### 作業内容
1. 出典の「(洗浄液)」の段落で、洗浄液の例として「例えば」の直後に挙げられている具体的な物質名を、出てくる順にすべて書き出す。
2. エントリの先頭の行から「564 1059 651 1132」を含む行までを、一字も変えずに打ち直す。両端の行も含める。

### 出典
1.SnS分散液を遠心沈降機が備える遠沈管内に入れる;
2.遠沈管を遠心沈降機にセットし、3000~10000rpmで5分間回転させる;
3.NaClを含む上澄み液を捨てる(遠沈管の底にSnS凝集体が残る);
4.遠沈管に水を加え、SnS凝集体を浸漬する;
5.工程4で得られるSnS凝集体が浸漬した水を、工程1におけるSnS分散液として使用し、工程1~4を繰り返し行う(合計5回程度)。
【0023】
上述のように、非特許文献1に記載の方法では、上記工程2~3において、遠心沈降機を用いてSnS凝集体を洗浄するため、該SnS凝集体が強固な塊となり、洗浄を繰り返すだけでは、そのような強固なSnS凝集体が十分に分散されず、SnS凝集体中に取り込まれた不純物を十分に洗浄することが困難である。そのため、SnS凝集体中に取り込まれた不純物を除去するためには、該SnS凝集体を、例えば超音波ホモジナイザー等を用いて解砕してから、再度分散液中に分散させる必要がある。一方で、本発明においては、好ましくはフィルタープレスを用いてSnS分散液をろ過し、ろ材上に形成されたSnS凝集体を、該ろ材上で洗浄する。本発明においては、SnS凝集体を解砕する工程を経ずとも、SnS凝集体中の不純物を低減、除去することが可能となり、純度の高いSnSを効率良く製造することができる。すなわち、本発明に係る洗浄工程は、好ましくは、SnS凝集体を解砕する工程を含まないものである。
【0024】
(洗浄液)
洗浄液は、SnS凝集体から不純物を除去し得るものであれば特に限定されず、例えば、水;メタノール、エタノール等のアルコール類、アセトン等の水可溶性の有機溶媒;これらの混合溶媒等を挙げることができる。該洗浄液は、前記SnS分散液に含まれる溶媒と同じであってもよく、異なっていてもよい。ただし、製造方法の簡素化の観点から、該洗浄液は、前記SnS分散液に含まれる溶媒と同じであることが好ましく、水を含むことが好ましい。水としては、純水又は超純水が挙げられる。また、目的物の変質及び純度の低下を抑制する観点から、洗浄液(好ましくは水)の導電率は10μS/cm未満であることが好ましく、洗浄液(好ましくは水)中の溶存酸素濃度は10mg-O/L未満であることが好ましい。

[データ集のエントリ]
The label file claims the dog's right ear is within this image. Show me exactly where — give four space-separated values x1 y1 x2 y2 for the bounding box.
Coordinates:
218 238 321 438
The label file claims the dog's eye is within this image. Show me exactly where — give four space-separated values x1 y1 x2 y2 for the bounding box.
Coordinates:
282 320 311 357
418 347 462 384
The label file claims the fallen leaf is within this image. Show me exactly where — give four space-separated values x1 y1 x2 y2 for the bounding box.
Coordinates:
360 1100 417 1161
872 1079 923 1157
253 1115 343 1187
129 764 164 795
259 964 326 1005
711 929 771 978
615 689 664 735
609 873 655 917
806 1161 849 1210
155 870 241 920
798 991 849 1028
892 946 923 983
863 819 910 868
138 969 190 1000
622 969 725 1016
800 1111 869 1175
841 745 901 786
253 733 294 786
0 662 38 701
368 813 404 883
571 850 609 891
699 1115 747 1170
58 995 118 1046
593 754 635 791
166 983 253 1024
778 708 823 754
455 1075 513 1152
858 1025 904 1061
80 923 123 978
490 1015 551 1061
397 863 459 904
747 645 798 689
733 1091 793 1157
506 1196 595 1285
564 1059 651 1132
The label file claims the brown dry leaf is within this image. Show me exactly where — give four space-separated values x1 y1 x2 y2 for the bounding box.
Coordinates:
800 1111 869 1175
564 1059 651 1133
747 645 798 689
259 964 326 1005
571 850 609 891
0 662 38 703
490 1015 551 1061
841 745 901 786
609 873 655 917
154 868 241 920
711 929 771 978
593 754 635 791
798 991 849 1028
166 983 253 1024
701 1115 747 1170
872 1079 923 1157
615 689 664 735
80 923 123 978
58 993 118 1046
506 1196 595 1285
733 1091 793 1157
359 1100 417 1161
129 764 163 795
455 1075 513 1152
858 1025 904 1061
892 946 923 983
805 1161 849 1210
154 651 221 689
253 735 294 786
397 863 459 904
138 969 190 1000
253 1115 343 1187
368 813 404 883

### 作業別の解答
1. 水、メタノール、エタノール、アセトン

2.
The label file claims the dog's right ear is within this image. Show me exactly where — give four space-separated values x1 y1 x2 y2 for the bounding box.
Coordinates:
218 238 321 438
The label file claims the dog's eye is within this image. Show me exactly where — give four space-separated values x1 y1 x2 y2 for the bounding box.
Coordinates:
282 320 311 357
418 347 462 384
The label file claims the fallen leaf is within this image. Show me exactly where — give four space-separated values x1 y1 x2 y2 for the bounding box.
Coordinates:
360 1100 417 1161
872 1079 923 1157
253 1115 343 1187
129 764 164 795
259 964 326 1005
711 929 771 978
615 689 664 735
609 873 655 917
806 1161 849 1210
155 870 241 920
798 991 849 1028
892 946 923 983
863 819 910 868
138 969 190 1000
622 969 725 1016
800 1111 869 1175
841 745 901 786
253 733 294 786
0 662 38 701
368 813 404 883
571 850 609 891
699 1115 747 1170
58 995 118 1046
593 754 635 791
166 983 253 1024
778 708 823 754
455 1075 513 1152
858 1025 904 1061
80 923 123 978
490 1015 551 1061
397 863 459 904
747 645 798 689
733 1091 793 1157
506 1196 595 1285
564 1059 651 1132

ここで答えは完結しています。